As a test, I generated a randomized dataset consisting of 120,000 records, with 50 different areas, 6,000 unique ID's, levels from 1 to 10, and 100 unique courses. COUNTIFS on its own did not output the results in a reasonable amount of time (I waited 3 minutes, then gave up and force-closed Excel). However, the new PIVOTBY function successfully output the same results in approx. 6 seconds. After re-writing my original formula using PIVOTBY instead of COUNTIFS (as well as a binary tree method instead of MAKEARRAY), I was able to output the final results for the entire dataset in just under 1 minute (58 seconds). It's not ideal, I know, but when filters are applied, the total calculation time can be significantly reduced to less than 5 or 10 seconds, depending on the amount of data returned by the filter criteria.

EXCERPTED DATA
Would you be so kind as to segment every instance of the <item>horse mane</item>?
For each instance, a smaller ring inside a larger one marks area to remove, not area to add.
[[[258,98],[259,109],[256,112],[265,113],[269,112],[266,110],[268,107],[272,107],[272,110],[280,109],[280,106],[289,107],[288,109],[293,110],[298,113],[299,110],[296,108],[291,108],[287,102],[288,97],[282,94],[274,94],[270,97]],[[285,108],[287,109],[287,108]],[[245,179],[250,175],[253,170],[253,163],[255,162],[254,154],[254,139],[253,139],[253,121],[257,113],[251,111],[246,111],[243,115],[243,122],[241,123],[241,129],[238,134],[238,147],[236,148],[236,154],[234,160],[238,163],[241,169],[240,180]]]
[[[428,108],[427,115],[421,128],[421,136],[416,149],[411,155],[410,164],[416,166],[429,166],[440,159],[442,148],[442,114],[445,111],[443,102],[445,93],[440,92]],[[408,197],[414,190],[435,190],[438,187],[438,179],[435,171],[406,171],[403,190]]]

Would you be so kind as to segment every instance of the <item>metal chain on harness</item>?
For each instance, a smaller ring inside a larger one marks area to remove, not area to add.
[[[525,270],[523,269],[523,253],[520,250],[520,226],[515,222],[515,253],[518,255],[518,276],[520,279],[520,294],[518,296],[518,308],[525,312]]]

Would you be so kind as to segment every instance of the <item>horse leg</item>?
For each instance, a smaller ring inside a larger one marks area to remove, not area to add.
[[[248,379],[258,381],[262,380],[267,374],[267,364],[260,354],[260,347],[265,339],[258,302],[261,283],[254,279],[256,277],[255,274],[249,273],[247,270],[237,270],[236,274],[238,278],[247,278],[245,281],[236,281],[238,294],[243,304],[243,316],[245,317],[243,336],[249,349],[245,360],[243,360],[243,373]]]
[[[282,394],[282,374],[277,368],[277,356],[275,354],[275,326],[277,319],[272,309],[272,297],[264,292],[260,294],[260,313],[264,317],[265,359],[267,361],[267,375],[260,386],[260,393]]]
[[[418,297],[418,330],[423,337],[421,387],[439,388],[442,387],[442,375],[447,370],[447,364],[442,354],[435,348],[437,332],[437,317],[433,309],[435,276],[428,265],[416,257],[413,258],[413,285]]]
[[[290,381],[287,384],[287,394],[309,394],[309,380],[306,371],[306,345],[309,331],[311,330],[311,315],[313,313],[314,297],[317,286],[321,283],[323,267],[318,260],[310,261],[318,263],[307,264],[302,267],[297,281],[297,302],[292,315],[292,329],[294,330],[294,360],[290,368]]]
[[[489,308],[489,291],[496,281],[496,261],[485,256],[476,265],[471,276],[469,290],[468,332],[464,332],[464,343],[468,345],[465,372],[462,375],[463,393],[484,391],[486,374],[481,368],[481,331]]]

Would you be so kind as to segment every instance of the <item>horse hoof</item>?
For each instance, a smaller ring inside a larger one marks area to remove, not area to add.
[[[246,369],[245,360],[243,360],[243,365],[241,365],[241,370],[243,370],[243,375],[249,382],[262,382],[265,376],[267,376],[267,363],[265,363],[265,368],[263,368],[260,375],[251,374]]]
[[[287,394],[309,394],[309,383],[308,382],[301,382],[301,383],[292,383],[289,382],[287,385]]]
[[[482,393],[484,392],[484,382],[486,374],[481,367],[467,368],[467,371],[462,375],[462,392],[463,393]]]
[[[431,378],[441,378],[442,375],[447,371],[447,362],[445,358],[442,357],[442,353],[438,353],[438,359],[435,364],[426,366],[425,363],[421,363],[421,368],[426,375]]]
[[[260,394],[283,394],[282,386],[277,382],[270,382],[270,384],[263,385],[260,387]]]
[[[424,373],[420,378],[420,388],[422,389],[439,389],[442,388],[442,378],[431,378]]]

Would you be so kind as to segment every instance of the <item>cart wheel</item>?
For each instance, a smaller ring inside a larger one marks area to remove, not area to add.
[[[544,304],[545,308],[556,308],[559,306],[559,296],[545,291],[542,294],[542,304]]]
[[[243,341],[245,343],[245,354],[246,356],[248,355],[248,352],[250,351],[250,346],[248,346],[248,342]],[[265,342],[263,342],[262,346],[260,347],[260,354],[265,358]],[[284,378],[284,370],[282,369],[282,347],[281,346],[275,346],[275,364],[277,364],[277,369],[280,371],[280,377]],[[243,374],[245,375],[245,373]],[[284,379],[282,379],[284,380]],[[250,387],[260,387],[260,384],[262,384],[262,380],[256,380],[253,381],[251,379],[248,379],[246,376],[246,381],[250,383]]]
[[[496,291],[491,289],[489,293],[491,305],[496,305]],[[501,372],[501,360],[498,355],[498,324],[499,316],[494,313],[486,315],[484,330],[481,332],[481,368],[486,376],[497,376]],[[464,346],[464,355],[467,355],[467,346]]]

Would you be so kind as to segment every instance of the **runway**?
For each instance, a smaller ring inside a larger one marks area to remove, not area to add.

TASKS FOR THIS EXERCISE
**a)** According to the Excel performance excerpt, how long did the PIVOTBY function take to output the same results that COUNTIFS could not?
**b)** Condense the paragraph of the Excel performance excerpt that begins "As a test, I generated" into a bulleted list that keeps its main facts.
**c)** In the Excel performance excerpt, rename "PIVOTBY" to "GROUPBY", and reproduce the passage starting with "As a test, I" and going on through "the filter criteria.".

FINAL ANSWERS
**a)** Approximately 6 seconds.

**b)**
- The test dataset had 120,000 randomized records, with 50 areas, 6,000 unique IDs, levels 1 to 10, and 100 unique courses.
- COUNTIFS alone did not finish in a reasonable time. The test was abandoned after 3 minutes, and Excel was force-closed.
- PIVOTBY produced the same results in about 6 seconds.
- The original formula was rewritten to use PIVOTBY instead of COUNTIFS and a binary tree method instead of MAKEARRAY. It then produced final results for the entire dataset in 58 seconds.
- With filters applied, calculation time drops to under 5 or 10 seconds, depending on how much data the filter returns.

**c)**
As a test, I generated a randomized dataset consisting of 120,000 records, with 50 different areas, 6,000 unique ID's, levels from 1 to 10, and 100 unique courses. COUNTIFS on its own did not output the results in a reasonable amount of time (I waited 3 minutes, then gave up and force-closed Excel). However, the new GROUPBY function successfully output the same results in approx. 6 seconds. After re-writing my original formula using GROUPBY instead of COUNTIFS (as well as a binary tree method instead of MAKEARRAY), I was able to output the final results for the entire dataset in just under 1 minute (58 seconds). It's not ideal, I know, but when filters are applied, the total calculation time can be significantly reduced to less than 5 or 10 seconds, depending on the amount of data returned by the filter criteria.